::: Data provided :::
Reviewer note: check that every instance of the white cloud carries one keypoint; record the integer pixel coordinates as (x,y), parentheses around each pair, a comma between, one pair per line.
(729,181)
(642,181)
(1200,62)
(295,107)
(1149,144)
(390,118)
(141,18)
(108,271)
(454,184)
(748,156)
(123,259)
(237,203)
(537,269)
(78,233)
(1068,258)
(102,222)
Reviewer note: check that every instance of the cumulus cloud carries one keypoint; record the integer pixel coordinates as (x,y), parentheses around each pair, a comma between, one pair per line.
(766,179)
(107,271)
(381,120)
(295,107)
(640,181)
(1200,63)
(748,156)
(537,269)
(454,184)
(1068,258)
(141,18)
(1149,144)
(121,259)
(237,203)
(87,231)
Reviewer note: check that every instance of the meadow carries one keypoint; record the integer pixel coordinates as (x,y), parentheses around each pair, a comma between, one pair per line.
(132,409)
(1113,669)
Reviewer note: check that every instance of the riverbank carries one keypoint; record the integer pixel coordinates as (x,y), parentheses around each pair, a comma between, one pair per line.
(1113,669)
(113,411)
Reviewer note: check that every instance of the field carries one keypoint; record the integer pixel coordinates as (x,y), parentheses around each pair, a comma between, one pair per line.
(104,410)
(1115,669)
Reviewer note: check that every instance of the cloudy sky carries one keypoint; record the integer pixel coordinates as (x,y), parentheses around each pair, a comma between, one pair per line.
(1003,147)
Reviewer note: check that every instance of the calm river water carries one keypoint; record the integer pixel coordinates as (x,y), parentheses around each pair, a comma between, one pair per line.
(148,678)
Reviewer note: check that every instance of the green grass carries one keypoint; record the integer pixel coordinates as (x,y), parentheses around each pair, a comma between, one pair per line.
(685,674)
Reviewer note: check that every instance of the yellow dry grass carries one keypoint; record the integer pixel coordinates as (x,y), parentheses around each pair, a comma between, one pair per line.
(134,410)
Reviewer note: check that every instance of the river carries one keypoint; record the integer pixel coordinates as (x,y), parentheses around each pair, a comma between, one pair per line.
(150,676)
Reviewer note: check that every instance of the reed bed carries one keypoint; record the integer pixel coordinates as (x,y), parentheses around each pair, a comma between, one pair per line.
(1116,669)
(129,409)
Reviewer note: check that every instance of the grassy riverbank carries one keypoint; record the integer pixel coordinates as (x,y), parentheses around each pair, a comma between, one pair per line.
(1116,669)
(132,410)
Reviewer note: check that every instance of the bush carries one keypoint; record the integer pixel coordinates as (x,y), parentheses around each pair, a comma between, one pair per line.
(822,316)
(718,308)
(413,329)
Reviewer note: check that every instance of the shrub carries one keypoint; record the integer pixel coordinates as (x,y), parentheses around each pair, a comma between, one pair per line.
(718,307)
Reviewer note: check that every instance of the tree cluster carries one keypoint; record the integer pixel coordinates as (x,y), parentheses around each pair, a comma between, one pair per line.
:::
- _Given problem_
Reproduce all of the records above, substituting "marker" for "keypoint" wherever it occurs and leaving everything else unchanged.

- _Expected output_
Reviewer note: check that every instance of the white cloud carries one marker; record the integer pixel coordinates as (x,y), parentheses around each pair, a comma between, one pair per line.
(729,181)
(642,181)
(1200,62)
(295,107)
(1149,144)
(390,118)
(141,18)
(108,271)
(454,184)
(748,156)
(123,259)
(237,203)
(537,269)
(78,233)
(1068,258)
(102,222)
Reviewer note: check that every instance of the cumulus cloud carries one marker; record the integer pixel coordinates as (x,y), parentheses around each pair, a comma between, one pair per line.
(766,179)
(107,271)
(381,120)
(295,107)
(640,181)
(1200,63)
(748,156)
(537,269)
(454,184)
(1068,258)
(141,18)
(1149,144)
(121,259)
(237,203)
(87,231)
Reviewer note: check that every instance of the meadow carries one marker; record the integer pixel coordinates as (x,y), parentheses around each pair, a comma between, one pair per line.
(132,409)
(1113,669)
Reviewer note: check that every instance of the riverbank carries one marker; record the integer pixel coordinates as (x,y), parentheses around each pair, a comma between, one pair per line.
(1113,669)
(113,411)
Reviewer note: check that every instance of the field carries one marker; record the integer pixel coordinates as (x,y), parentheses around each pair, a comma between, one pair per line.
(104,410)
(1115,669)
Reviewer note: check that every instance of the cloudy sky carries one marker; record the integer pixel coordinates as (x,y), parentheses around each pair, a comma between, one pair per line.
(1003,147)
Reviewer note: check that every instance of the calm river water carries one marker; record the integer pixel coordinates as (x,y), parentheses around each pair, a comma between, one pair per line.
(148,678)
Reviewer note: check that every instance of the green grass carries one marker; record the integer pixel coordinates as (x,y), parentheses around each pair, a comma between, one pair per line.
(685,674)
Reviewer note: check that every instance of the yellow dry grass carries one marker; record the integer pixel coordinates as (x,y), parentheses around each pair, a comma between, one pair per line.
(134,410)
Reviewer note: check that every instance of the river carries one marker; record the integer pixel coordinates as (x,y), parentheses around each pair, a comma between, one pair per line.
(150,676)
Reviewer note: check that every instance of the reed bed carries one marker; record the integer pixel coordinates as (x,y), parentheses around each pair, a comma between, one pair per line.
(1116,669)
(129,409)
Reviewer note: check that every instance of the grassy riverbank carries one marker; record the integer pixel coordinates as (x,y), parentheses around each pair, a comma between, one pair per line.
(1116,669)
(132,410)
Reviewer note: check that every instance of the bush carries one marker; record the integer pixel coordinates as (x,y), parentheses around each pair, a comma between, one pair per line.
(822,316)
(718,308)
(413,329)
Reviewer note: check that every instance of the shrub carries one marker; record the integer pixel coordinates as (x,y), parentheses around each pair, a comma between, one pair per line.
(718,307)
Reviewer note: check that every instance of the tree cluster carries one marker; record the integer pixel coordinates as (x,y), parentheses around each pair, a comma between, one pair per line.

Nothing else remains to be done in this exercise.